**INSTRUCTIONS FOR THE TASK:**
Copy the part of the items that opens with the line containing "For every instance of the white sterile" and closes at the end of the items, substituting "blossom" for every "floret" and changing nothing else. Leave the pictures out of your answer.

**EXTRACTED ENTRIES:**
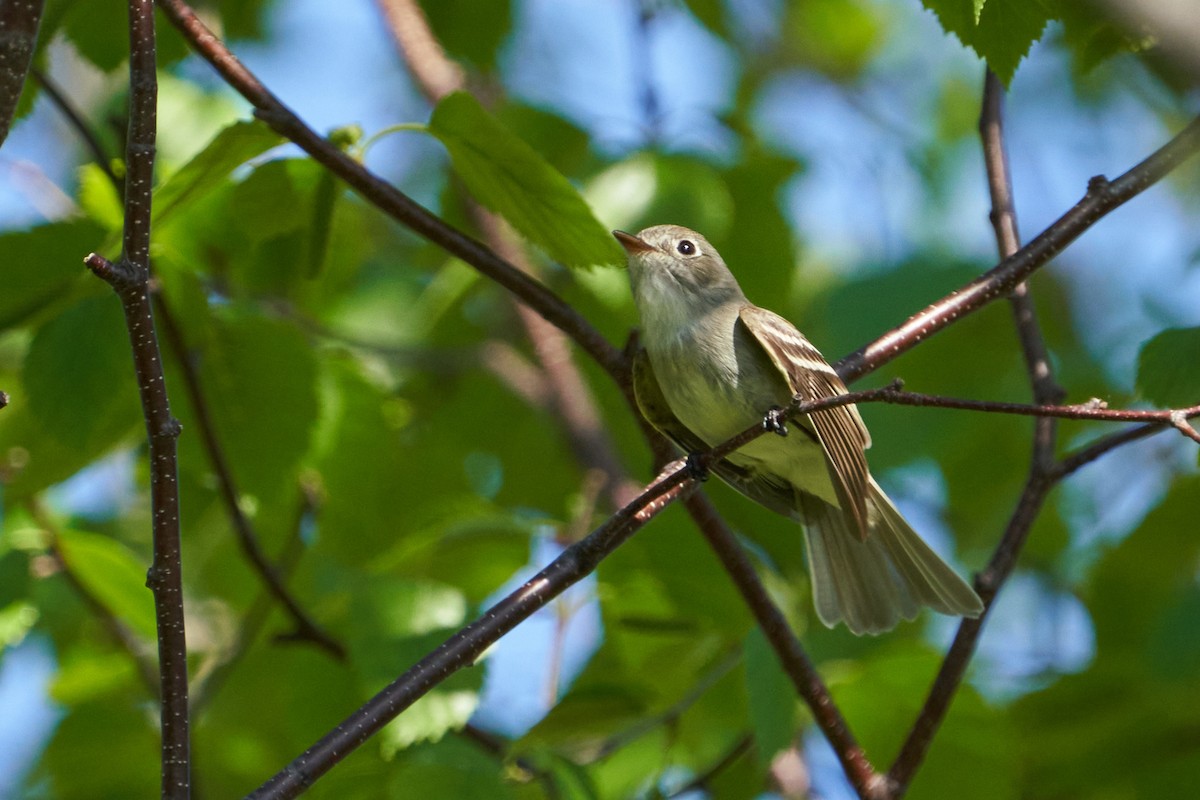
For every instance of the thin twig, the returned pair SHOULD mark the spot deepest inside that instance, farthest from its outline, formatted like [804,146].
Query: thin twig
[1091,410]
[306,629]
[387,197]
[130,278]
[211,677]
[1045,390]
[701,782]
[465,647]
[1102,446]
[1102,197]
[796,662]
[498,747]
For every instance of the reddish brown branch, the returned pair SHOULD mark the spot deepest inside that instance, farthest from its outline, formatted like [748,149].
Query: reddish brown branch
[1102,197]
[796,662]
[388,198]
[465,647]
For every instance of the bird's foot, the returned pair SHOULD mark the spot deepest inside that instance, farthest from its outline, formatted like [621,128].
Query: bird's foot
[774,421]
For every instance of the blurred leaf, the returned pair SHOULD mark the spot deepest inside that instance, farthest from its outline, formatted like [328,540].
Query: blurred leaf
[229,149]
[759,246]
[1000,31]
[772,711]
[456,769]
[478,41]
[113,575]
[510,178]
[47,260]
[359,458]
[711,14]
[100,199]
[79,763]
[258,377]
[91,26]
[837,36]
[1168,372]
[79,377]
[882,693]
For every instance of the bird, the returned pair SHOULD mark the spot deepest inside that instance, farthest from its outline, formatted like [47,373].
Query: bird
[711,365]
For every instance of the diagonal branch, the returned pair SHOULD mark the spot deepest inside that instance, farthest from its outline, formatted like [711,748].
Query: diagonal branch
[130,278]
[1102,197]
[783,639]
[678,480]
[306,629]
[468,644]
[387,197]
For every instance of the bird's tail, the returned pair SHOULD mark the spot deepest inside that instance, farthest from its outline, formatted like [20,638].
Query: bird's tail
[871,584]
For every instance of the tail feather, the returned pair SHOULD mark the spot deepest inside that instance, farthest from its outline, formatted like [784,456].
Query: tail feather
[873,584]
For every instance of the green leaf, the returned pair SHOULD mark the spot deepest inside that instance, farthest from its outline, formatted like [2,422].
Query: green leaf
[258,377]
[771,692]
[90,26]
[229,149]
[837,36]
[1000,31]
[711,14]
[45,262]
[475,41]
[114,575]
[100,199]
[1169,368]
[79,377]
[454,769]
[507,175]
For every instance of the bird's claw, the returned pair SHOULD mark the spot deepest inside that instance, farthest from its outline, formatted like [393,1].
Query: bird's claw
[774,421]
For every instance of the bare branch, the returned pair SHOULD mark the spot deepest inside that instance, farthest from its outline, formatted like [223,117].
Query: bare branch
[465,647]
[1102,197]
[125,638]
[18,40]
[436,73]
[306,629]
[437,76]
[130,278]
[796,662]
[1093,409]
[388,198]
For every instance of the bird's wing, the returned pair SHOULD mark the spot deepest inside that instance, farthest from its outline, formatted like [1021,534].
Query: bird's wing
[777,495]
[839,429]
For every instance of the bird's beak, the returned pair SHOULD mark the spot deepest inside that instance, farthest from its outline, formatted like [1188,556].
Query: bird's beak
[631,244]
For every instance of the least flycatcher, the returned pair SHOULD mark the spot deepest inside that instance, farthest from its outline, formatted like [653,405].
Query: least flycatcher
[713,364]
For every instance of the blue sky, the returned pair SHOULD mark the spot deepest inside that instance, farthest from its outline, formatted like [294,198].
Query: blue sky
[858,208]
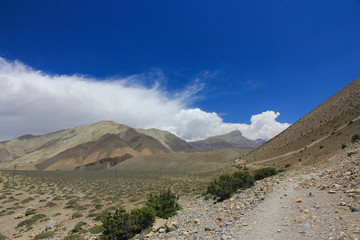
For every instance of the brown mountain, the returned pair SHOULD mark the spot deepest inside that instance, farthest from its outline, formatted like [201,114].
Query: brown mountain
[317,135]
[83,145]
[232,140]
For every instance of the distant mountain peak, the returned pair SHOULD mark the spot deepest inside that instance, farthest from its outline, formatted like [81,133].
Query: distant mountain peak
[231,140]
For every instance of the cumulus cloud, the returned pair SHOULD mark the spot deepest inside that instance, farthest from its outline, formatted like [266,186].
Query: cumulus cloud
[196,124]
[35,102]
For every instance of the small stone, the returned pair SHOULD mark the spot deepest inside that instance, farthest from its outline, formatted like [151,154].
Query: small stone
[353,191]
[324,187]
[300,219]
[21,215]
[352,209]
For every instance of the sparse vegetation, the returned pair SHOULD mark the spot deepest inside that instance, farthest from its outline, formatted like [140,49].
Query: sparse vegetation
[226,185]
[264,173]
[31,220]
[355,138]
[44,235]
[165,203]
[96,229]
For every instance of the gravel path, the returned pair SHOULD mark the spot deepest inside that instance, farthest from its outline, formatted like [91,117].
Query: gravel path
[313,203]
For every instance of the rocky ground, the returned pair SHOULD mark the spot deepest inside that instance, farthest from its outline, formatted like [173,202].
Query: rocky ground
[318,202]
[321,202]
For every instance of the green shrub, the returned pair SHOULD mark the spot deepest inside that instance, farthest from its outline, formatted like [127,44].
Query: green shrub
[221,188]
[264,173]
[355,138]
[243,180]
[96,229]
[226,185]
[44,235]
[78,227]
[31,220]
[165,204]
[76,215]
[73,237]
[124,225]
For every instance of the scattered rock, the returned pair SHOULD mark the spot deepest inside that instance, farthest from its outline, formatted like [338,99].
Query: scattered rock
[20,215]
[159,223]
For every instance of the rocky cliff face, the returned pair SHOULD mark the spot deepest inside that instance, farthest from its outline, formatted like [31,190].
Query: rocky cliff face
[71,148]
[232,140]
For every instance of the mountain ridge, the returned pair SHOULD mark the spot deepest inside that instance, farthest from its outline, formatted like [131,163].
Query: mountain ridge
[231,140]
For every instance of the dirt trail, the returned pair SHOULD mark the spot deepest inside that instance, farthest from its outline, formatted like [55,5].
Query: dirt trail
[310,203]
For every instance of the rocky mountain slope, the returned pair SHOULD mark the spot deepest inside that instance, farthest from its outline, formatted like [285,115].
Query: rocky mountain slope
[71,148]
[318,202]
[232,140]
[317,135]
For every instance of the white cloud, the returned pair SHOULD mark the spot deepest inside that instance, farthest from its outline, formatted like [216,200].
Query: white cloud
[34,102]
[195,124]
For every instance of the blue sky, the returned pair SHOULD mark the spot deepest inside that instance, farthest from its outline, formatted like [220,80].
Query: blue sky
[232,58]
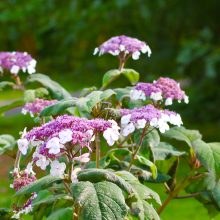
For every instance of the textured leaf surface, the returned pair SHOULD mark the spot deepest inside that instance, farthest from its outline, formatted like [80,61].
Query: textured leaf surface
[99,201]
[56,90]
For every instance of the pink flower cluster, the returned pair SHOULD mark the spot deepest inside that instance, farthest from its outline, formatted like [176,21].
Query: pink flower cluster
[123,45]
[139,118]
[36,106]
[163,88]
[16,61]
[63,134]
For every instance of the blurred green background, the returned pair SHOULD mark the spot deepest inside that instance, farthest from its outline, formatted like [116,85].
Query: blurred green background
[61,35]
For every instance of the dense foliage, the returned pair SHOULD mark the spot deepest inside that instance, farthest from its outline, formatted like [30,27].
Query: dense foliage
[93,156]
[183,36]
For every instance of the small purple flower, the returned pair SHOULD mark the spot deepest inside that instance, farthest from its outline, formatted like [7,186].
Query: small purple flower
[123,47]
[16,61]
[163,88]
[36,106]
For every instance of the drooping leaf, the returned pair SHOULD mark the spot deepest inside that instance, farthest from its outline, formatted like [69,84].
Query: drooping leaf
[148,163]
[58,107]
[110,76]
[7,143]
[183,134]
[132,75]
[164,151]
[97,175]
[55,89]
[99,201]
[60,214]
[11,105]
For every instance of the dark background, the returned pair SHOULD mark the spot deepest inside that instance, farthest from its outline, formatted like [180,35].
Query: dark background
[183,36]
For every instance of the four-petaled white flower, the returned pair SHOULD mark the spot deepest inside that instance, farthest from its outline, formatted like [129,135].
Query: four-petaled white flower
[137,95]
[140,123]
[84,158]
[42,161]
[54,145]
[57,168]
[23,145]
[128,129]
[74,175]
[112,134]
[156,96]
[65,136]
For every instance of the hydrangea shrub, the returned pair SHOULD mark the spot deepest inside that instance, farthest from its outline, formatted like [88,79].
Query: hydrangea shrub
[94,156]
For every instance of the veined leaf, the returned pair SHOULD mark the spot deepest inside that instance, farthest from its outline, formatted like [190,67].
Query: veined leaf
[55,89]
[60,214]
[99,201]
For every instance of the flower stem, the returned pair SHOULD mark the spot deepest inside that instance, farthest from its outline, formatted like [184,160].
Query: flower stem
[17,160]
[137,149]
[97,144]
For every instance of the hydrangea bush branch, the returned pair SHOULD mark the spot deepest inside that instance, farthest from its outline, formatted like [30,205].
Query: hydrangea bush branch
[98,152]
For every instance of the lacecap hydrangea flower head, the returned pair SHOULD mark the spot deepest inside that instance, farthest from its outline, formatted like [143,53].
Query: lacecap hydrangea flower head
[139,118]
[63,135]
[17,61]
[163,89]
[123,47]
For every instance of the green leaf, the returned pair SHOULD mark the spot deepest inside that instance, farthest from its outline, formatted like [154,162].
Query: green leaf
[183,134]
[58,107]
[38,185]
[61,214]
[110,76]
[97,175]
[132,75]
[55,89]
[5,84]
[11,105]
[122,93]
[148,163]
[99,201]
[208,154]
[7,143]
[165,151]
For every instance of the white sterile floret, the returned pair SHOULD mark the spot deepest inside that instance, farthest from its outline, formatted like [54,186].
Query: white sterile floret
[42,162]
[128,129]
[74,175]
[186,99]
[54,145]
[140,123]
[29,169]
[156,96]
[65,136]
[96,51]
[125,119]
[146,49]
[112,134]
[154,122]
[122,47]
[15,69]
[57,168]
[168,101]
[137,95]
[23,145]
[162,125]
[84,158]
[136,55]
[176,120]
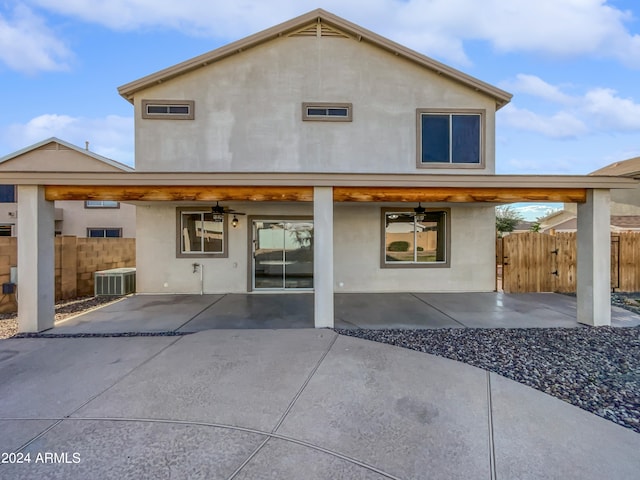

**TASK OUTPUT:**
For every instance of the white sterile blossom, the returned pair SHOULD mark the spot deepest inside that instance, farthest from its outline, formatted like [54,186].
Query: white sterile blossom
[42,162]
[128,129]
[74,175]
[186,99]
[54,145]
[140,123]
[29,169]
[156,96]
[65,136]
[96,51]
[125,119]
[146,49]
[112,134]
[154,122]
[122,47]
[15,69]
[57,168]
[168,101]
[137,95]
[23,145]
[162,125]
[84,158]
[136,55]
[176,120]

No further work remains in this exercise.